---------- The input ----------
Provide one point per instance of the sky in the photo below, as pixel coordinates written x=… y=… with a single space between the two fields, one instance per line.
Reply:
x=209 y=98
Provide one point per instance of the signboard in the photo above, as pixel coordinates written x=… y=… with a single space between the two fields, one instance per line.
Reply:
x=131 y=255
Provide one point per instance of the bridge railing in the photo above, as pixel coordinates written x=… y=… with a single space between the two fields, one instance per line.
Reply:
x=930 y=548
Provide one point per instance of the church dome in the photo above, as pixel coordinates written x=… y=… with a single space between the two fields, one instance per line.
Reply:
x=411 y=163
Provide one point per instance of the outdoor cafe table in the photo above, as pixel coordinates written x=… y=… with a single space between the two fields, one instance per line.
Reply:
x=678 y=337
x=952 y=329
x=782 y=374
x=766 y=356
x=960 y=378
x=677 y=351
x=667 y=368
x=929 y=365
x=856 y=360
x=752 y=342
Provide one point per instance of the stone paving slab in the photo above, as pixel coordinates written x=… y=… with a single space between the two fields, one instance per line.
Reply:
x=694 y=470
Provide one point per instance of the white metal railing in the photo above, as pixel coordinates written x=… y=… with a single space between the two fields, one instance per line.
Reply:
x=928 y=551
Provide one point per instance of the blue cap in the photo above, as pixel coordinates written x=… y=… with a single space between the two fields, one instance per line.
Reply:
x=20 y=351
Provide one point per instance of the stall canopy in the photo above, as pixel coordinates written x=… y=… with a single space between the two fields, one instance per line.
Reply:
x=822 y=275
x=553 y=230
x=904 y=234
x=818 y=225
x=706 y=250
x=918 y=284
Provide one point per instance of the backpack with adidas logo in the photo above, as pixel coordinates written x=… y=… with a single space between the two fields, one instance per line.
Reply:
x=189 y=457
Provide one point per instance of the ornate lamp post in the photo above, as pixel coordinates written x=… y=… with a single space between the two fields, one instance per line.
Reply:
----------
▶ _Directions_:
From the line that contains "Provide one point per instance of the church" to the last line of the material above, repeat every line exactly, keeping both the first and the last.

▶ _Solution to this problem_:
Provide one point per instance of the church dome in the photo above, as pixel coordinates written x=… y=… with a single space between the two fields, one instance per line.
Reply:
x=411 y=163
Provide one point per instance of the outdoor cafe table in the photo above, as pixel coordinates written x=… y=… with a single space between the two fields, one instance per line.
Reply:
x=678 y=337
x=952 y=329
x=782 y=374
x=766 y=356
x=960 y=378
x=677 y=351
x=667 y=368
x=929 y=365
x=856 y=360
x=752 y=342
Provide one point per instance of the stone paving slab in the photo above, as pixel coordinates written x=… y=… with a single space between the two fields, one instance per line.
Reply:
x=694 y=470
Provide one point per instance of the white metal railing in the photo above, as pixel coordinates written x=… y=… with a single space between the two fields, one instance per line.
Reply:
x=928 y=551
Provide one point per instance of the blue cap in the photo above, as pixel coordinates written x=… y=… with a single space between the two fields, one instance per line.
Reply:
x=20 y=351
Provide one point per instance of the stall canopy in the photo above, as pixel coordinates written x=… y=… with a single space between the two fields, one instance per line.
Reply:
x=822 y=275
x=553 y=230
x=904 y=234
x=818 y=225
x=706 y=250
x=918 y=284
Provide one point per instance of the backpack with adidas logo in the photo above, as pixel coordinates written x=… y=… with a single space between the two fields, one instance per line.
Reply:
x=189 y=457
Provide one point per instance of the ornate lamp post in the photo above, as pixel coordinates written x=… y=… with a single space between the two fields, one instance per line.
Reply:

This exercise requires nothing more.